**Page excerpt:**
------------------------------------------------------------------------
On 01/27/18 13:33, Sebastian Götte wrote:
On 01/22/2018 08:33 AM, Peter Todd wrote:
Note that flash drives with physical write protect switches are available, such
as the Kanguru FlashBlu30 line.
While better than a regular r/w USB drive, I would not actually trust these.
There's only going to be a regular USB flash controller inside, and the
firmware on that one is just as good as the firmware on other USB drives.
The type of attack DVDs prevent is one where a compromised "download" or
"checksum" machine compromises the USB drive firmware. The compromised USB drive then
presents different data to different machines, e.g. the original iso to anyone checksumming and a
modified iso to anyone booting. This attack requires a compromise of the USB flash drive controller
via USB. This is realistic and has been demonstrated in the past.
I don't see the benefit of using a DVD (we're talking about USB DVD
readers here) but maybe it's only me being thick...
If the machine used to copy or checksum the payload/iso is compromised,
then IMO it's already "game over" so I don't see how using a true
read-only medium vs a regular flash drive would help.
------------------------------------------------------------------------
**Data provided:**

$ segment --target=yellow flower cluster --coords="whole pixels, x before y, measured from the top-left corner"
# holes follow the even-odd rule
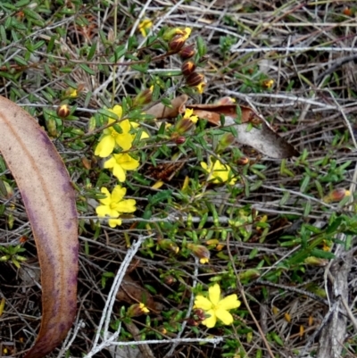
[[[113,108],[109,109],[109,111],[118,118],[121,118],[122,116],[122,108],[120,105],[115,105]],[[108,121],[108,124],[113,124],[114,122],[113,119],[109,119]],[[104,167],[110,169],[120,182],[124,182],[127,171],[135,171],[139,167],[140,162],[128,153],[113,154],[112,152],[117,148],[122,151],[129,150],[136,137],[135,129],[137,127],[137,123],[130,122],[129,120],[121,121],[116,127],[110,126],[104,129],[99,143],[95,147],[95,155],[102,158],[112,155],[104,162]],[[140,139],[148,137],[146,132],[143,132]],[[105,197],[99,199],[100,204],[96,207],[95,212],[100,218],[110,218],[108,223],[111,228],[121,225],[120,216],[122,213],[134,212],[137,210],[134,199],[124,200],[124,196],[127,192],[125,187],[117,185],[112,194],[106,187],[102,187],[101,192]]]
[[[106,187],[102,187],[101,192],[105,196],[104,199],[99,199],[100,204],[96,207],[95,212],[100,218],[110,217],[108,220],[109,226],[115,228],[121,225],[120,214],[127,212],[134,212],[137,210],[136,201],[134,199],[124,200],[127,189],[117,185],[112,194]]]
[[[120,105],[115,105],[109,110],[116,114],[119,118],[122,116],[122,108]],[[114,123],[115,121],[109,119],[108,124]],[[114,126],[106,128],[103,131],[102,137],[96,146],[95,154],[102,158],[111,155],[115,147],[120,147],[123,151],[128,151],[131,148],[132,143],[136,137],[136,134],[132,134],[133,129],[138,127],[137,123],[130,122],[129,120],[120,121],[118,126],[121,132],[118,132]],[[140,139],[148,137],[146,132],[143,132]],[[112,158],[104,162],[104,168],[111,169],[114,177],[120,182],[124,182],[127,171],[135,171],[139,166],[139,161],[133,158],[129,154],[120,153],[112,154]]]
[[[202,324],[209,329],[213,328],[217,320],[222,321],[225,325],[233,323],[233,316],[229,313],[229,310],[238,308],[240,301],[237,295],[229,295],[225,298],[220,298],[220,287],[219,284],[212,286],[208,289],[208,298],[198,295],[195,299],[195,307],[204,311],[208,316],[202,321]]]
[[[213,159],[211,155],[208,162],[201,162],[201,166],[207,172],[207,181],[214,184],[234,184],[237,178],[233,178],[233,172],[229,165],[222,164],[219,159]]]

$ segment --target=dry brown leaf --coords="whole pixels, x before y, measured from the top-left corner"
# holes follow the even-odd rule
[[[150,108],[147,113],[154,115],[157,119],[172,118],[185,112],[186,108],[189,108],[194,110],[195,115],[216,126],[220,126],[220,117],[224,115],[224,125],[234,125],[237,129],[238,136],[236,142],[237,144],[253,146],[271,158],[290,158],[299,155],[299,152],[292,145],[276,133],[267,123],[262,121],[251,108],[239,105],[238,112],[242,124],[237,124],[235,119],[238,118],[238,104],[231,104],[224,98],[217,104],[187,104],[187,99],[186,95],[179,96],[171,101],[172,108],[159,104]],[[262,128],[251,128],[249,123],[261,123]]]
[[[66,337],[77,308],[75,193],[54,144],[37,122],[0,96],[0,153],[16,180],[41,266],[42,321],[24,358],[40,358]]]

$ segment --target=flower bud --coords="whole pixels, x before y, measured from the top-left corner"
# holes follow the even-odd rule
[[[211,253],[206,246],[203,246],[203,245],[188,244],[187,247],[192,250],[195,256],[200,259],[202,264],[209,262]]]
[[[190,35],[191,35],[190,28],[185,28],[185,29],[175,28],[167,29],[162,35],[162,38],[165,41],[170,41],[175,36],[181,36],[185,38],[185,40],[187,40]]]
[[[46,121],[46,126],[47,127],[47,130],[48,133],[51,137],[57,137],[58,133],[57,133],[57,125],[56,125],[56,121],[54,121],[54,118],[49,118]]]
[[[153,88],[152,86],[150,88],[146,88],[144,91],[140,92],[133,101],[134,105],[145,105],[149,104],[153,98]]]
[[[191,327],[197,327],[200,324],[199,321],[195,321],[195,319],[193,319],[191,317],[187,318],[187,322],[188,326],[191,326]]]
[[[195,55],[195,45],[188,45],[185,47],[182,47],[179,51],[178,54],[182,60],[187,60]]]
[[[241,156],[236,162],[237,165],[245,165],[249,162],[249,158],[246,156]]]
[[[191,128],[194,124],[195,123],[191,120],[189,120],[187,118],[183,118],[182,120],[179,120],[178,123],[176,123],[175,132],[179,135],[184,134],[187,130],[191,129]]]
[[[128,316],[129,317],[137,317],[142,314],[148,313],[150,311],[144,304],[135,304],[128,308]]]
[[[11,187],[9,183],[4,180],[0,180],[0,196],[6,200],[9,200],[13,196],[12,187]]]
[[[236,140],[232,133],[224,133],[218,143],[217,153],[223,152],[228,146],[229,146]]]
[[[258,270],[255,269],[249,269],[245,271],[240,272],[238,274],[239,279],[258,279],[261,277],[261,272],[259,272]]]
[[[198,321],[204,321],[206,319],[204,311],[202,308],[196,308],[194,311],[194,318]]]
[[[60,118],[67,118],[71,113],[71,110],[68,104],[63,104],[57,107],[57,115]]]
[[[328,260],[320,257],[309,256],[303,261],[303,263],[311,266],[324,267],[328,263]]]
[[[158,327],[158,331],[163,335],[167,334],[167,329],[164,327]]]
[[[198,86],[204,80],[204,76],[201,73],[193,72],[186,78],[186,83],[189,87]]]
[[[189,76],[195,70],[195,64],[192,61],[187,61],[182,63],[181,71],[185,77]]]
[[[176,282],[176,279],[173,276],[170,275],[170,276],[166,276],[163,279],[163,281],[165,282],[166,285],[171,286],[172,284],[174,284]]]
[[[351,196],[351,192],[349,190],[346,190],[344,187],[339,187],[337,189],[330,191],[327,196],[322,198],[322,201],[327,204],[340,202],[345,196]]]
[[[158,244],[159,246],[163,250],[172,251],[175,254],[178,254],[179,251],[178,246],[172,240],[170,240],[169,238],[160,240]]]
[[[183,136],[179,136],[175,139],[175,143],[177,145],[183,145],[186,142],[186,137]]]
[[[185,45],[186,39],[183,36],[175,36],[169,43],[170,53],[177,54]]]

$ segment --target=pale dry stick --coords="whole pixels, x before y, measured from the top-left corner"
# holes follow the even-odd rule
[[[357,331],[357,320],[354,318],[353,313],[351,311],[350,306],[348,305],[346,300],[345,299],[344,296],[340,297],[341,301],[342,301],[342,304],[344,304],[344,307],[346,311],[346,314],[347,316],[350,318],[352,324],[354,327],[354,329]]]
[[[325,325],[328,323],[328,320],[331,318],[331,315],[334,313],[336,309],[337,308],[337,304],[338,302],[335,302],[332,306],[329,307],[328,313],[325,315],[323,318],[320,325],[319,328],[313,332],[313,334],[310,337],[309,340],[307,341],[306,345],[304,346],[303,351],[299,354],[297,358],[303,358],[305,357],[306,355],[306,351],[309,349],[309,346],[313,343],[313,341],[316,339],[316,337],[320,335],[320,331],[322,329],[325,327]]]
[[[71,346],[76,339],[79,329],[82,328],[84,328],[83,320],[79,320],[79,321],[77,322],[77,325],[74,328],[73,334],[72,334],[72,329],[70,329],[70,331],[67,334],[66,339],[63,341],[63,344],[62,345],[60,353],[57,354],[57,358],[64,356],[65,352],[71,348]],[[72,337],[71,337],[71,335]]]
[[[153,340],[146,340],[146,341],[132,341],[132,342],[114,342],[115,338],[112,336],[108,340],[100,344],[95,349],[93,349],[89,354],[85,355],[83,358],[91,358],[93,355],[96,354],[98,352],[102,351],[103,349],[110,346],[139,346],[139,345],[162,345],[162,344],[170,344],[170,343],[212,343],[214,346],[218,345],[219,343],[223,342],[223,337],[217,337],[215,338],[180,338],[180,339],[153,339]]]
[[[357,149],[356,142],[353,141],[355,148]],[[353,178],[350,185],[350,192],[352,195],[349,198],[349,209],[352,212],[353,212],[353,193],[356,190],[357,185],[357,163],[354,167]],[[338,239],[341,242],[345,242],[346,236],[345,234],[341,234]],[[356,238],[354,237],[354,241]],[[346,252],[345,248],[343,247],[341,245],[337,246],[336,253],[336,259],[331,260],[327,266],[325,272],[324,272],[324,283],[325,283],[325,291],[328,295],[328,300],[330,301],[328,289],[328,277],[331,281],[333,287],[333,295],[335,297],[337,297],[337,300],[335,302],[336,304],[339,304],[341,301],[346,309],[347,314],[349,314],[350,310],[347,309],[348,305],[347,303],[344,302],[343,297],[348,297],[348,283],[347,278],[348,273],[351,271],[352,267],[352,260],[353,260],[353,251],[350,249]],[[340,259],[343,262],[343,265],[339,264],[336,262],[336,259]],[[336,272],[332,273],[330,269],[332,265],[337,268]],[[345,270],[345,272],[341,272],[342,268]],[[338,299],[339,298],[339,299]],[[346,330],[347,321],[345,317],[340,317],[338,312],[333,312],[333,316],[329,321],[327,322],[326,327],[322,330],[320,338],[320,349],[317,354],[317,358],[336,358],[340,356],[340,353],[342,351],[342,342],[345,338],[345,333]],[[353,321],[353,325],[355,321]],[[322,326],[322,325],[321,325]]]
[[[356,143],[356,139],[354,137],[354,134],[353,134],[353,129],[352,129],[351,123],[350,121],[347,120],[347,117],[345,114],[345,112],[343,111],[342,107],[340,106],[340,104],[338,104],[338,102],[336,100],[335,96],[332,95],[331,91],[328,88],[325,89],[330,96],[330,98],[336,103],[336,107],[338,108],[340,113],[342,114],[342,118],[345,121],[345,123],[348,129],[348,131],[350,133],[352,141],[353,142],[353,146],[354,148],[357,149],[357,143]]]
[[[253,321],[255,323],[255,326],[258,329],[259,334],[261,335],[261,338],[264,342],[264,346],[267,348],[267,351],[268,351],[269,354],[270,355],[270,358],[275,358],[274,354],[271,351],[270,346],[269,345],[269,342],[268,342],[267,338],[265,337],[264,332],[262,331],[262,327],[259,324],[257,319],[255,318],[254,313],[253,312],[253,311],[252,311],[252,309],[251,309],[251,307],[249,305],[249,303],[248,303],[248,301],[247,301],[247,299],[245,297],[245,293],[243,286],[242,286],[242,284],[240,282],[239,275],[238,275],[238,272],[237,271],[236,265],[234,264],[234,259],[233,259],[232,253],[230,252],[229,236],[227,238],[227,244],[228,244],[227,245],[227,250],[228,250],[228,253],[229,260],[230,260],[230,262],[232,263],[232,267],[233,267],[233,270],[234,270],[234,272],[235,272],[235,275],[236,275],[236,278],[237,278],[237,284],[238,286],[239,293],[240,293],[240,295],[242,296],[243,302],[245,303],[245,307],[248,310],[250,316],[252,317]]]
[[[295,103],[302,103],[305,104],[311,104],[311,105],[316,105],[318,107],[322,107],[325,110],[336,110],[338,107],[335,105],[328,105],[321,102],[314,101],[310,98],[304,98],[304,97],[299,97],[297,96],[290,96],[290,95],[284,95],[284,94],[264,94],[264,93],[249,93],[249,94],[242,94],[237,91],[230,91],[230,90],[224,90],[223,93],[225,95],[232,95],[236,96],[237,97],[240,97],[243,100],[245,100],[245,98],[277,98],[277,99],[286,99],[288,101],[293,101]],[[284,105],[286,105],[286,104],[282,104]],[[261,105],[261,104],[259,104]],[[277,104],[272,104],[276,106]]]
[[[162,24],[162,22],[173,12],[177,9],[178,6],[179,6],[185,0],[180,0],[178,3],[177,3],[175,5],[170,6],[170,11],[162,17],[161,17],[160,21],[158,21],[158,23],[156,25],[154,25],[149,31],[148,36],[150,36],[156,29],[159,28],[159,26]],[[152,0],[148,0],[146,2],[146,4],[144,5],[142,11],[140,12],[140,14],[138,16],[138,19],[140,19],[140,16],[142,17],[145,13],[145,12],[146,11],[146,8],[148,6],[148,4],[150,4],[150,3],[152,2]],[[136,24],[138,24],[138,21],[136,21]],[[136,25],[137,27],[137,24]],[[132,29],[133,30],[133,29]],[[138,49],[141,48],[141,46],[145,44],[146,40],[144,39],[140,45],[138,46]],[[127,45],[126,45],[127,46]],[[116,78],[119,78],[119,76],[121,76],[122,73],[124,72],[124,69],[125,68],[129,68],[129,66],[122,66],[123,71],[118,71]],[[111,74],[111,76],[109,76],[108,79],[106,79],[101,86],[99,86],[96,89],[95,89],[95,91],[93,91],[93,95],[96,96],[98,93],[100,93],[104,88],[106,88],[108,87],[108,85],[112,81],[112,75]]]
[[[197,257],[195,257],[195,272],[194,272],[195,279],[194,279],[194,282],[192,283],[191,297],[190,297],[190,302],[188,304],[187,312],[186,313],[186,317],[185,317],[186,320],[190,317],[192,308],[194,307],[194,300],[195,300],[194,289],[197,286],[198,266],[199,266],[199,259]],[[184,321],[182,323],[181,329],[179,329],[179,332],[177,335],[176,339],[179,339],[181,337],[182,334],[184,333],[187,324],[187,321]],[[170,357],[173,354],[175,348],[178,346],[178,343],[174,343],[172,345],[171,348],[170,349],[169,353],[167,353],[163,358]]]
[[[357,53],[356,47],[317,47],[317,46],[306,46],[306,47],[259,47],[259,48],[237,48],[230,50],[233,53],[246,53],[246,52],[272,52],[272,51],[282,51],[282,52],[295,52],[295,54],[299,54],[303,52],[307,51],[319,51],[319,52],[345,52],[349,51],[352,53]]]
[[[137,241],[135,242],[130,248],[128,250],[127,254],[123,260],[123,262],[121,262],[120,267],[118,270],[118,272],[115,276],[114,281],[112,285],[111,290],[109,292],[108,295],[108,299],[105,302],[105,305],[104,308],[103,310],[103,313],[102,313],[102,317],[101,320],[99,321],[99,325],[97,328],[97,331],[95,334],[95,340],[93,342],[93,348],[91,349],[91,352],[94,351],[98,344],[98,340],[101,337],[101,333],[102,333],[102,329],[103,329],[103,325],[104,324],[104,340],[106,340],[105,338],[107,337],[108,335],[108,328],[109,328],[109,324],[110,324],[110,321],[111,321],[111,314],[112,312],[112,307],[114,305],[115,303],[115,298],[116,298],[116,294],[118,292],[118,289],[121,284],[121,281],[125,276],[125,273],[128,270],[128,267],[129,266],[131,260],[133,259],[133,257],[135,256],[135,254],[137,254],[137,250],[140,248],[141,244],[143,243],[143,241],[145,238],[151,237],[151,236],[147,236],[147,237],[143,237],[140,236],[137,238]],[[120,329],[118,329],[113,336],[111,337],[111,338],[112,339],[116,339],[119,336],[120,333]],[[87,355],[87,357],[92,356],[93,354],[91,354],[91,352],[89,352],[89,354]]]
------------------------------------------------------------------------
**Exercises:**
[A] In the USB drive discussion, which words or phrases are enclosed in quotation marks?
[B] List each line of the listing that includes the string "coords".
The USB drive discussion and the listing were drawn from separate sources.

**Solutions:**
[A] "download", "checksum", "game over"

[B]
$ segment --target=yellow flower cluster --coords="whole pixels, x before y, measured from the top-left corner"
$ segment --target=dry brown leaf --coords="whole pixels, x before y, measured from the top-left corner"
$ segment --target=flower bud --coords="whole pixels, x before y, measured from the top-left corner"
$ segment --target=pale dry stick --coords="whole pixels, x before y, measured from the top-left corner"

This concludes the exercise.